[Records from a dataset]

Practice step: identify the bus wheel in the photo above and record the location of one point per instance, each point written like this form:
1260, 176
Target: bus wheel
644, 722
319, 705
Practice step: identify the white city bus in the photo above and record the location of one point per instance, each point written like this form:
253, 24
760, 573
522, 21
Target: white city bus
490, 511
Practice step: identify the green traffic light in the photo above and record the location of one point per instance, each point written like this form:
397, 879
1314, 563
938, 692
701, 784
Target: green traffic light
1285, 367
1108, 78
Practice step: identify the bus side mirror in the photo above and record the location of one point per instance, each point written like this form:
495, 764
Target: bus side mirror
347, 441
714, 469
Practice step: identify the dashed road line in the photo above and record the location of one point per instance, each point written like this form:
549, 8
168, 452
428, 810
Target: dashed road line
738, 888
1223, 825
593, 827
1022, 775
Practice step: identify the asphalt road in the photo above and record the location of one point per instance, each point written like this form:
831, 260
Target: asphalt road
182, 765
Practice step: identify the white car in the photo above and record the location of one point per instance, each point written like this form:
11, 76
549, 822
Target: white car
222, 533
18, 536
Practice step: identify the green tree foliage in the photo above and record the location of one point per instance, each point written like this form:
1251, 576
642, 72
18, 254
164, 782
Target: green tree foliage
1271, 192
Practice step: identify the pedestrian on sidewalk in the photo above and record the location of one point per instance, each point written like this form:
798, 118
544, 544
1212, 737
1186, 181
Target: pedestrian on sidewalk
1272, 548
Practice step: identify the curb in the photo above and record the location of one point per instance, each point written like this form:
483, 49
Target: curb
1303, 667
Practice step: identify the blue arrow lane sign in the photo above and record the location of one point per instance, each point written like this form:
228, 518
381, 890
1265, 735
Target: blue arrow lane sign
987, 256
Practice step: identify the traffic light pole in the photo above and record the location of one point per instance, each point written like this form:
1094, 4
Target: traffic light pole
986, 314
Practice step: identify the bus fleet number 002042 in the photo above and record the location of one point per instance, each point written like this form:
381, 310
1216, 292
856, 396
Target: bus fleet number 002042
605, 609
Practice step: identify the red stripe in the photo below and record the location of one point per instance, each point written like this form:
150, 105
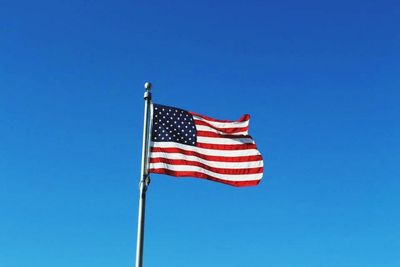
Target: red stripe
244, 118
226, 147
224, 130
206, 157
205, 176
213, 134
207, 167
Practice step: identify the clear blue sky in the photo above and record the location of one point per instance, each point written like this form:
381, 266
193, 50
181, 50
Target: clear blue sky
320, 80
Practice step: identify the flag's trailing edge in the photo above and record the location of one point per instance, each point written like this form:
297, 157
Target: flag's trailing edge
187, 144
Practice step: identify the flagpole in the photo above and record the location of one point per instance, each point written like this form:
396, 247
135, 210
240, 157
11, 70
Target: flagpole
144, 178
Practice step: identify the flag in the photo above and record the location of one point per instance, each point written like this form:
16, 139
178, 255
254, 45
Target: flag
187, 144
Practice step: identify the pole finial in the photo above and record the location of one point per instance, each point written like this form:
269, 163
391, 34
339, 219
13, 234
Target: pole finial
147, 86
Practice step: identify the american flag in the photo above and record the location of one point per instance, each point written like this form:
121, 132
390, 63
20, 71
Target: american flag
187, 144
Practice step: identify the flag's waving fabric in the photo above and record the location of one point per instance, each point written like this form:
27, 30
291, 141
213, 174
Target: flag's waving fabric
184, 143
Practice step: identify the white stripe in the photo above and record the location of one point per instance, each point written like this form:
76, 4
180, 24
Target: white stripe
226, 177
209, 129
215, 164
224, 141
233, 124
209, 152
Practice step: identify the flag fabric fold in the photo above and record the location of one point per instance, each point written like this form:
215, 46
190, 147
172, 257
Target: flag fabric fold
187, 144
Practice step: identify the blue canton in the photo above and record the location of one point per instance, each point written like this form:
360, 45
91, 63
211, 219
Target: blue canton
173, 125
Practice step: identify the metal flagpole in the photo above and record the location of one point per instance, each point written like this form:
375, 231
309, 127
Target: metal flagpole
145, 178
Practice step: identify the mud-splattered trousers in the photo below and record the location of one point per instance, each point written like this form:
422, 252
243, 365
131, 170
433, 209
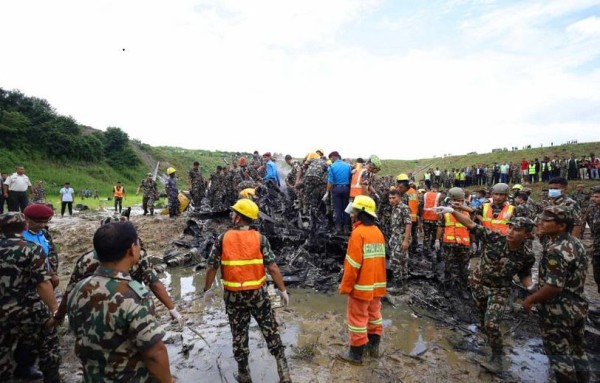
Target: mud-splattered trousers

### Work order
Repeat every record above exactly, except the pictures.

### Result for this task
Practice step: identify the bus wheel in the photo above and record the location of one point per instance, each point written like this form:
1260, 176
Target: bus wheel
644, 722
319, 705
Practice step: identify the white city bus in the photo above and record the location of one point per instance, each point written like this form:
253, 24
760, 573
522, 21
Target: white city bus
490, 511
Practice step: identify the green traffic light in the photo above and record the location of one point per instance, each point written like this form:
397, 879
1314, 563
938, 692
701, 784
Target: green traffic light
1285, 367
1108, 78
Practice step: identify the bus side mirror in the photo above and record the location of one point per instance, each point written like this form:
495, 764
Target: bus side mirror
347, 441
714, 469
Practice step: identify the dashed road line in the photo above and record the location of one point per instance, each point written like this form:
549, 8
168, 452
428, 810
Target: dashed road line
738, 888
1223, 825
593, 827
1022, 775
Practice step: identify the asphalt road in the photo above and record the location of one point per instance, each point written like this form:
831, 260
Target: asphalt road
182, 765
Practice step: identify the white car in the photo above and record the location of one point per instance, each point written like this form:
11, 76
549, 822
Target: white car
222, 533
18, 536
Practice step: identify the green tree foliage in the photo above and record the location of one point per instance, each point written like this form:
1251, 576
642, 72
18, 254
164, 782
Target: green tree foliage
1271, 192
Practice step: identify the pedestrian on sidewalk in the photo above and record the location of one point per instance, each point written like this form:
798, 118
544, 544
1212, 737
1186, 181
Target: pedestrian on sidewalk
1272, 548
Practice step: identify the curb in the photo above and record the location of one point per instance, each point written like this form:
483, 49
Target: curb
1303, 667
Practice step: identify the blue arrow lane sign in the photo above and record the location of one point per instance, each point written like this form:
228, 518
381, 890
1265, 735
Target: blue arrow lane sign
987, 256
Practice step: identify the traffic light pole in the photo above and record the location of one point per instance, each point written like this form:
1094, 4
Target: traffic light pole
986, 314
Practice step: identify the bus fleet number 002042 in the photo above and record the location of one point per instance, each point written like this form:
381, 310
1216, 292
856, 396
Target: bus fleet number 002042
605, 609
Practice step: identify the red stripe in the photo below and record the location of one point per instance, each point written like this form:
150, 105
Target: red stripe
244, 118
226, 147
224, 130
206, 157
205, 176
213, 134
207, 167
Practice step: identify the clear blue sky in the photo above and record the location of one point per instance, each point written like this form:
381, 266
193, 50
181, 50
Target: clear blue sky
320, 80
Practice step: identify the flag's trailing edge in the photo above and record the location of one point per instance, each point written like this form:
297, 157
Target: flag's trailing edge
187, 144
Practice step: identify the flagpole in the photo above and record the location of one point per instance, each point written like this form:
396, 247
135, 210
240, 157
11, 70
Target: flagpole
144, 178
Practice step: identify the flag in the photo above and record the location of one point per instance, each point written like this form:
16, 139
178, 255
254, 45
Target: flag
187, 144
Practice step: identify the pole finial in the photo above and record the location of one point per instance, each point written like this form:
269, 163
391, 34
339, 219
13, 234
Target: pole finial
147, 86
Practice step: identify the american flag in the photo above and record the location of one point per instance, each point written like this form:
121, 132
390, 63
20, 71
Target: american flag
187, 144
Practice step: identify the flag's waving fabric in the photo above and record the location of one point per instance, each point written like this form:
27, 30
291, 141
213, 174
Target: flag's waving fabric
184, 143
Practice step: identify the white stripe in the photo above and record the location of one point per instance, each point written like this form:
76, 4
180, 24
Target: white stripe
226, 177
209, 129
215, 164
224, 141
233, 124
209, 152
Practice step: identify the flag fabric fold in the photo above and record the location of one point per instance, each point written like this form:
215, 46
190, 147
172, 257
Target: flag fabric fold
187, 144
Practice step: identify the blue canton in the photo above and record the location of one point per instance, each point written like this form:
360, 45
91, 63
211, 219
Target: blue canton
173, 125
Practice step: identify the metal flagpole in the photo above and record the location of one point per instance, each point written like this form:
375, 231
309, 127
Target: metal flagpole
145, 178
Practice step: identify the mud-splattered trousers in the photo below and record the location of one point per instance, each point written like this form:
422, 252
243, 365
131, 170
433, 209
Target: mud-splattered trousers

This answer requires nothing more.